Exercise task
Quote every line of the material beneath this one.

** BEGIN Information given **

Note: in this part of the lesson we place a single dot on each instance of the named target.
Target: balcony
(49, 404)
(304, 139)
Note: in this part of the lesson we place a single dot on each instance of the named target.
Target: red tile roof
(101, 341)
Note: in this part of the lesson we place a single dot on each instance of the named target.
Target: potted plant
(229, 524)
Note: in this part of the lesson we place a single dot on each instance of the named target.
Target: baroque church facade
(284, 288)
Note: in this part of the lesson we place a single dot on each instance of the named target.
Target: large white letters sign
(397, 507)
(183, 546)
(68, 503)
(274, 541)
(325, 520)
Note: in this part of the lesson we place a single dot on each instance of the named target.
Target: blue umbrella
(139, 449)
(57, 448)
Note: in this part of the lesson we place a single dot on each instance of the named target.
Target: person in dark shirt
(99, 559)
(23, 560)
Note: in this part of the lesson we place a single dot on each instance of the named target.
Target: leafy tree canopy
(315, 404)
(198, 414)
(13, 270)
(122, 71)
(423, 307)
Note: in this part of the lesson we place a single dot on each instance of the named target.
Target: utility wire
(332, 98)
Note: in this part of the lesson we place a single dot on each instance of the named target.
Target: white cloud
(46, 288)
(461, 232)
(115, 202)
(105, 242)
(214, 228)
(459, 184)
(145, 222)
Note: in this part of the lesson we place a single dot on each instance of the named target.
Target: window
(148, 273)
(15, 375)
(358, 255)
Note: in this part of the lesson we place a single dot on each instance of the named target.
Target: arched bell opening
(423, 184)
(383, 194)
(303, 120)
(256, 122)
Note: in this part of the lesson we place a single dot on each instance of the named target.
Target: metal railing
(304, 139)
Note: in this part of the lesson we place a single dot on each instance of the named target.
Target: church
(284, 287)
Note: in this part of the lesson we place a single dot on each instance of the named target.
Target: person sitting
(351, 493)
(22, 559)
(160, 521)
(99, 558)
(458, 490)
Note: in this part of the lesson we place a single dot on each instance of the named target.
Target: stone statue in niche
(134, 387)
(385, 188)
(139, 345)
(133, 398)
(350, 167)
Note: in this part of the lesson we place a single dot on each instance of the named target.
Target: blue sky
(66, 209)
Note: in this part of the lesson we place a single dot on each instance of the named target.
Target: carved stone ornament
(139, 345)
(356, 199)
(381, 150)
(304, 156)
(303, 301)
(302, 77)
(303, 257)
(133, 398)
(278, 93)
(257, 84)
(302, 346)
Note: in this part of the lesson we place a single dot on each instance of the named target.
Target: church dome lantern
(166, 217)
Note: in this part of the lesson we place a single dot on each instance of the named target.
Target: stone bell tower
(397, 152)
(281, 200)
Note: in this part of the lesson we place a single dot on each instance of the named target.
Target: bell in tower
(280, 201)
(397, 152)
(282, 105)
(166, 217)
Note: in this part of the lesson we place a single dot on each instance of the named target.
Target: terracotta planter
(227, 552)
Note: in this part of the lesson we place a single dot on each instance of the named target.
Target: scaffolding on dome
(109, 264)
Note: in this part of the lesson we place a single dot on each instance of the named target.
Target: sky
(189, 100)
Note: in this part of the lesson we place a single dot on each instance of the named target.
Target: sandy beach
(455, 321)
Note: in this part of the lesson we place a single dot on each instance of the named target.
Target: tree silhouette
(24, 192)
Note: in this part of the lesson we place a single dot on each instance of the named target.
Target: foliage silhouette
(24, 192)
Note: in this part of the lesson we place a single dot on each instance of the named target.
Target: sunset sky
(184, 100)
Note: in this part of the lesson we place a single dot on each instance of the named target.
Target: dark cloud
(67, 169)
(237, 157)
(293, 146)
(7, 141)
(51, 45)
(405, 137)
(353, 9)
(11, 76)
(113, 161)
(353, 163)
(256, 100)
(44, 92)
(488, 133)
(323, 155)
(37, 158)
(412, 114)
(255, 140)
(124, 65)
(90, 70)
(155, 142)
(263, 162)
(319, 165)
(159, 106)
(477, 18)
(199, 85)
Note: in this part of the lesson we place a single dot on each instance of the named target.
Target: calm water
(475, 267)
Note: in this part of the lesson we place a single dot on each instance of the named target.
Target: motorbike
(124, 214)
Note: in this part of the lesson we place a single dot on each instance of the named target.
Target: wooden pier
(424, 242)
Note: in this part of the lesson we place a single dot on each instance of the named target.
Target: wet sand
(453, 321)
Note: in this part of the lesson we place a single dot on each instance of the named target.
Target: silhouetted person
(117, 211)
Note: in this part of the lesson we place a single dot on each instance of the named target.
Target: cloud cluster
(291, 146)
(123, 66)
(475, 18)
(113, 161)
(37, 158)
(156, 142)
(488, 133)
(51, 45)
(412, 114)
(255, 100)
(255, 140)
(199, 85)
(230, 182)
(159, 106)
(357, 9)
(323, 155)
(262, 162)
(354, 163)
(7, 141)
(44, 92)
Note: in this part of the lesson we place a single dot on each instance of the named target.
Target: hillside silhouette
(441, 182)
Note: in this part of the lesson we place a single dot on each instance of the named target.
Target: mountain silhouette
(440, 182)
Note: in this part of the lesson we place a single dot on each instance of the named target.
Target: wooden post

** END Information given **

Task answer
Note: in this part of the lesson we place a single dot on each instance of the named target.
Target: balcony
(49, 404)
(304, 139)
Note: in this part of the lesson we place a single dot on each instance of the named target.
Target: red tile roof
(101, 341)
Note: in this part of the lesson we place a single dot on each instance of the named target.
Target: potted plant
(229, 524)
Note: in this part of the lesson we place a single dot on each instance of the named target.
Target: baroque church facade
(284, 288)
Note: in this part of the lesson we place a single dot on each instance of the named target.
Target: large white letters sign
(397, 507)
(183, 546)
(68, 503)
(274, 541)
(325, 520)
Note: in this part of the lesson we place a single dot on each instance of the named target.
Target: blue umbrella
(139, 449)
(57, 448)
Note: in this part of the lesson we place a single dot on each instance of the named target.
Target: person in dark shirt
(99, 559)
(23, 560)
Note: in this part of the lesson we place a single dot on each instance of the named target.
Target: leafy tree canopy
(315, 404)
(198, 414)
(13, 270)
(122, 71)
(423, 307)
Note: in this part of the lesson we place a single dot on each instance of the named target.
Target: utility wire
(332, 98)
Note: in this part of the lesson we place a single dot on each instance of the named target.
Target: white cloud
(46, 288)
(461, 232)
(115, 202)
(105, 242)
(214, 228)
(459, 184)
(145, 222)
Note: in this part of the lesson we place a single dot on each instance of the named target.
Target: window
(148, 273)
(15, 375)
(358, 255)
Note: in this part of the lesson we place a single dot on each instance of the named target.
Target: arched bell opening
(423, 184)
(383, 194)
(303, 120)
(256, 122)
Note: in this part of the lesson we place a single dot on each instance of the named target.
Target: metal railing
(304, 139)
Note: in this part of the lesson we place a single dot on each instance of the named target.
Target: church
(284, 287)
Note: in this part of the lesson we place a single dot on each instance of the named target.
Target: person sitting
(351, 493)
(22, 559)
(160, 521)
(99, 558)
(458, 490)
Note: in this part of the lesson we place a single dot on each instance of the named target.
Target: stone statue in niche
(134, 387)
(385, 188)
(139, 345)
(133, 398)
(350, 167)
Note: in this part of the lesson we place a single dot on each instance of the named target.
Target: blue sky
(66, 209)
Note: in this part of the lesson we place a single dot on each instance of the named target.
Target: carved stone ornament
(139, 345)
(356, 199)
(381, 150)
(304, 156)
(303, 301)
(302, 77)
(303, 257)
(133, 398)
(278, 93)
(257, 84)
(302, 346)
Note: in this part of the lesson we place a single dot on each instance of the named target.
Target: church dome lantern
(166, 217)
Note: in this part of the lesson we place a single dot on each instance of the named target.
Target: stone bell tower
(397, 152)
(281, 200)
Note: in this part of the lesson we place a single dot on each instance of the named target.
Target: bell in tower
(280, 201)
(397, 152)
(282, 105)
(166, 217)
Note: in this part of the lesson we place a single dot on each instance of the named target.
Target: terracotta planter
(227, 552)
Note: in this part of the lesson we place a single dot on each instance of the named target.
Target: scaffolding on dome
(109, 264)
Note: in this part of the lesson we place a single dot on each instance of the named target.
Target: sky
(189, 100)
Note: in this part of the lesson we place a single dot on each instance of the named target.
Target: sandy beach
(455, 321)
Note: in this part of the lesson we place a single dot on each instance of the named target.
Target: tree silhouette
(24, 192)
Note: in this part of the lesson we place a single dot on each instance of the named target.
Target: foliage silhouette
(24, 192)
Note: in this part of the lesson we place a single dot on each instance of the named target.
Target: sunset sky
(184, 100)
Note: in this part of the lesson we place a single dot on each instance of the named target.
Target: dark cloud
(67, 169)
(237, 157)
(293, 146)
(7, 141)
(51, 45)
(405, 137)
(353, 9)
(11, 76)
(113, 161)
(353, 163)
(256, 100)
(44, 92)
(488, 133)
(323, 155)
(37, 158)
(412, 114)
(255, 140)
(124, 65)
(90, 70)
(155, 142)
(263, 162)
(319, 165)
(159, 106)
(477, 18)
(199, 85)
Note: in this part of the lesson we place a single dot on each instance of the named target.
Target: calm water
(475, 267)
Note: in this part of the lesson we place a single dot on each instance of the named target.
Target: motorbike
(124, 214)
Note: in this part of the lesson we place a single dot on each instance of the named target.
Target: wooden pier
(424, 242)
Note: in this part of the lesson we place a single dot on each instance of the named target.
Target: wet sand
(453, 321)
Note: in this part of the lesson we place a single dot on each instance of the named target.
Target: silhouetted person
(117, 211)
Note: in this part of the lesson we place a single dot on each instance of the named target.
Target: cloud cluster
(291, 146)
(123, 66)
(475, 18)
(113, 161)
(37, 158)
(156, 142)
(488, 133)
(51, 45)
(412, 114)
(255, 100)
(255, 140)
(199, 85)
(230, 182)
(159, 106)
(357, 9)
(323, 155)
(262, 162)
(354, 163)
(7, 141)
(44, 92)
Note: in this part of the lesson we place a single dot on each instance of the named target.
Target: hillside silhouette
(441, 182)
Note: in this part of the lesson we place a single dot on each instance of the named target.
Target: mountain silhouette
(440, 182)
Note: in this part of the lesson we place a single dot on each instance of the named target.
Target: wooden post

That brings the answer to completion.